Provided data:
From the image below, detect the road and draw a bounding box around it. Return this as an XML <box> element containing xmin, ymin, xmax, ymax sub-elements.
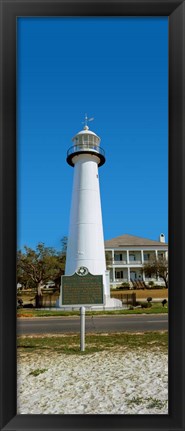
<box><xmin>17</xmin><ymin>314</ymin><xmax>168</xmax><ymax>335</ymax></box>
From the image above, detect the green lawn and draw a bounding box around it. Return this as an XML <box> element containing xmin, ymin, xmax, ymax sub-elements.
<box><xmin>17</xmin><ymin>331</ymin><xmax>168</xmax><ymax>355</ymax></box>
<box><xmin>17</xmin><ymin>303</ymin><xmax>168</xmax><ymax>318</ymax></box>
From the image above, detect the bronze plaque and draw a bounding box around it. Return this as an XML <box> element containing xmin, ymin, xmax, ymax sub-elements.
<box><xmin>62</xmin><ymin>272</ymin><xmax>103</xmax><ymax>305</ymax></box>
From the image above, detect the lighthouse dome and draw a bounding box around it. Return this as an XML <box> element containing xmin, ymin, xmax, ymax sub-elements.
<box><xmin>72</xmin><ymin>125</ymin><xmax>101</xmax><ymax>146</ymax></box>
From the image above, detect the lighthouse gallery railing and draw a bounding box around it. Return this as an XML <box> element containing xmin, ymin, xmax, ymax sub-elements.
<box><xmin>67</xmin><ymin>143</ymin><xmax>105</xmax><ymax>158</ymax></box>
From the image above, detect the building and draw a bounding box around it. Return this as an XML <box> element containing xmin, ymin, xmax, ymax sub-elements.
<box><xmin>105</xmin><ymin>233</ymin><xmax>168</xmax><ymax>288</ymax></box>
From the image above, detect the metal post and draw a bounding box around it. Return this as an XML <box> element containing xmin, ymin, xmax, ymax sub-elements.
<box><xmin>80</xmin><ymin>306</ymin><xmax>85</xmax><ymax>351</ymax></box>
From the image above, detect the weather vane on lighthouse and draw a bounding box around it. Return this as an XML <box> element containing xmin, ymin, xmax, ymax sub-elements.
<box><xmin>82</xmin><ymin>114</ymin><xmax>94</xmax><ymax>129</ymax></box>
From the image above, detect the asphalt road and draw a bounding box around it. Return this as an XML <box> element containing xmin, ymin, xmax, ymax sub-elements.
<box><xmin>17</xmin><ymin>314</ymin><xmax>168</xmax><ymax>335</ymax></box>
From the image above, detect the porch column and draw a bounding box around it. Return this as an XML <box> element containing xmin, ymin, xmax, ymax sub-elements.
<box><xmin>155</xmin><ymin>250</ymin><xmax>159</xmax><ymax>281</ymax></box>
<box><xmin>141</xmin><ymin>250</ymin><xmax>145</xmax><ymax>281</ymax></box>
<box><xmin>112</xmin><ymin>249</ymin><xmax>114</xmax><ymax>263</ymax></box>
<box><xmin>141</xmin><ymin>250</ymin><xmax>144</xmax><ymax>264</ymax></box>
<box><xmin>128</xmin><ymin>267</ymin><xmax>130</xmax><ymax>282</ymax></box>
<box><xmin>112</xmin><ymin>267</ymin><xmax>115</xmax><ymax>283</ymax></box>
<box><xmin>126</xmin><ymin>250</ymin><xmax>129</xmax><ymax>264</ymax></box>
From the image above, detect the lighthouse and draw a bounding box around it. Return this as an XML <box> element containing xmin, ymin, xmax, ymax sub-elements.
<box><xmin>60</xmin><ymin>116</ymin><xmax>122</xmax><ymax>309</ymax></box>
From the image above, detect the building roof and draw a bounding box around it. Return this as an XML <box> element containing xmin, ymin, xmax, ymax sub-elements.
<box><xmin>104</xmin><ymin>234</ymin><xmax>168</xmax><ymax>248</ymax></box>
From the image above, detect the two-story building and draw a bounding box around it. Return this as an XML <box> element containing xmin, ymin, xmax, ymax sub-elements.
<box><xmin>105</xmin><ymin>233</ymin><xmax>168</xmax><ymax>289</ymax></box>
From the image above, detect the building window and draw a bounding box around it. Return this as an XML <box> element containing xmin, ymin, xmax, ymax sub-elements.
<box><xmin>144</xmin><ymin>253</ymin><xmax>150</xmax><ymax>261</ymax></box>
<box><xmin>115</xmin><ymin>254</ymin><xmax>123</xmax><ymax>261</ymax></box>
<box><xmin>115</xmin><ymin>270</ymin><xmax>123</xmax><ymax>279</ymax></box>
<box><xmin>158</xmin><ymin>253</ymin><xmax>164</xmax><ymax>259</ymax></box>
<box><xmin>129</xmin><ymin>254</ymin><xmax>136</xmax><ymax>261</ymax></box>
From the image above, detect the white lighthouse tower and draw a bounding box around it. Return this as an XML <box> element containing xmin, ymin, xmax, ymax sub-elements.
<box><xmin>62</xmin><ymin>116</ymin><xmax>122</xmax><ymax>309</ymax></box>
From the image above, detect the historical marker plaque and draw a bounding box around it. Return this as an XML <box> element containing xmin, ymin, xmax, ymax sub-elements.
<box><xmin>61</xmin><ymin>271</ymin><xmax>103</xmax><ymax>305</ymax></box>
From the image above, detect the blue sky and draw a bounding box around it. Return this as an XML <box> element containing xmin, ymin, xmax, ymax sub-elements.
<box><xmin>17</xmin><ymin>17</ymin><xmax>168</xmax><ymax>250</ymax></box>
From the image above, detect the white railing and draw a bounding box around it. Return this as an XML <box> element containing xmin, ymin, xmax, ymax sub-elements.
<box><xmin>110</xmin><ymin>281</ymin><xmax>127</xmax><ymax>284</ymax></box>
<box><xmin>112</xmin><ymin>260</ymin><xmax>142</xmax><ymax>265</ymax></box>
<box><xmin>67</xmin><ymin>143</ymin><xmax>105</xmax><ymax>158</ymax></box>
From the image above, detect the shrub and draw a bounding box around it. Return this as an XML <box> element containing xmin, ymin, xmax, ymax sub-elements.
<box><xmin>147</xmin><ymin>297</ymin><xmax>152</xmax><ymax>302</ymax></box>
<box><xmin>23</xmin><ymin>303</ymin><xmax>34</xmax><ymax>308</ymax></box>
<box><xmin>115</xmin><ymin>283</ymin><xmax>130</xmax><ymax>290</ymax></box>
<box><xmin>141</xmin><ymin>302</ymin><xmax>152</xmax><ymax>308</ymax></box>
<box><xmin>121</xmin><ymin>282</ymin><xmax>130</xmax><ymax>288</ymax></box>
<box><xmin>146</xmin><ymin>284</ymin><xmax>166</xmax><ymax>289</ymax></box>
<box><xmin>161</xmin><ymin>299</ymin><xmax>167</xmax><ymax>307</ymax></box>
<box><xmin>154</xmin><ymin>285</ymin><xmax>166</xmax><ymax>289</ymax></box>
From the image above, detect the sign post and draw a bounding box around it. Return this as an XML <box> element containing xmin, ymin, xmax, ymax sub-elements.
<box><xmin>80</xmin><ymin>306</ymin><xmax>85</xmax><ymax>352</ymax></box>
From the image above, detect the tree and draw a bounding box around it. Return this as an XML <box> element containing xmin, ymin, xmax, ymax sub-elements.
<box><xmin>17</xmin><ymin>242</ymin><xmax>65</xmax><ymax>307</ymax></box>
<box><xmin>105</xmin><ymin>251</ymin><xmax>113</xmax><ymax>269</ymax></box>
<box><xmin>61</xmin><ymin>236</ymin><xmax>68</xmax><ymax>255</ymax></box>
<box><xmin>143</xmin><ymin>256</ymin><xmax>168</xmax><ymax>288</ymax></box>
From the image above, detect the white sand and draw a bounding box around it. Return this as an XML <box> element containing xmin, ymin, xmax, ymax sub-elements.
<box><xmin>17</xmin><ymin>347</ymin><xmax>168</xmax><ymax>415</ymax></box>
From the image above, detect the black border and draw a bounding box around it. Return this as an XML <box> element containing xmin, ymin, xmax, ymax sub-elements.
<box><xmin>0</xmin><ymin>1</ymin><xmax>185</xmax><ymax>430</ymax></box>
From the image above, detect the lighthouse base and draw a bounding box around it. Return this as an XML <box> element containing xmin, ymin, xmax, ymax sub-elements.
<box><xmin>103</xmin><ymin>295</ymin><xmax>123</xmax><ymax>309</ymax></box>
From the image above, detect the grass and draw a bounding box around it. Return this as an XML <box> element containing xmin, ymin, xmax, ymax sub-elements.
<box><xmin>17</xmin><ymin>331</ymin><xmax>168</xmax><ymax>355</ymax></box>
<box><xmin>126</xmin><ymin>396</ymin><xmax>144</xmax><ymax>406</ymax></box>
<box><xmin>146</xmin><ymin>398</ymin><xmax>166</xmax><ymax>409</ymax></box>
<box><xmin>17</xmin><ymin>303</ymin><xmax>168</xmax><ymax>318</ymax></box>
<box><xmin>29</xmin><ymin>368</ymin><xmax>48</xmax><ymax>377</ymax></box>
<box><xmin>126</xmin><ymin>396</ymin><xmax>166</xmax><ymax>409</ymax></box>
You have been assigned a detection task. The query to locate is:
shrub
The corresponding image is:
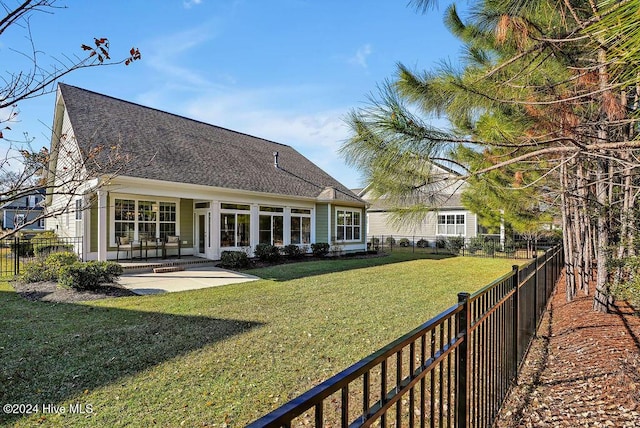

Task statement:
Would you give again exactly the lines from the line containing "From the image above, detect the lighthouse base" through the end of the listing, both ends included, without any pictures?

Exercise solution:
From the image above, detect the lighthouse base and draw a bounding box around it. Return this as an XML <box> element containing xmin, ymin, xmax, ymax sub-elements.
<box><xmin>103</xmin><ymin>295</ymin><xmax>123</xmax><ymax>309</ymax></box>
From the image above, detect the grass and draw a bounding box around it. Return this as an XML <box> element containing xmin, ymin, xmax, ymax sub-elements.
<box><xmin>17</xmin><ymin>331</ymin><xmax>168</xmax><ymax>355</ymax></box>
<box><xmin>126</xmin><ymin>396</ymin><xmax>144</xmax><ymax>406</ymax></box>
<box><xmin>146</xmin><ymin>398</ymin><xmax>166</xmax><ymax>409</ymax></box>
<box><xmin>17</xmin><ymin>303</ymin><xmax>168</xmax><ymax>318</ymax></box>
<box><xmin>29</xmin><ymin>368</ymin><xmax>48</xmax><ymax>377</ymax></box>
<box><xmin>126</xmin><ymin>396</ymin><xmax>166</xmax><ymax>409</ymax></box>
You have been assigned a detection task. The query to locate is:
shrub
The corresponding image is:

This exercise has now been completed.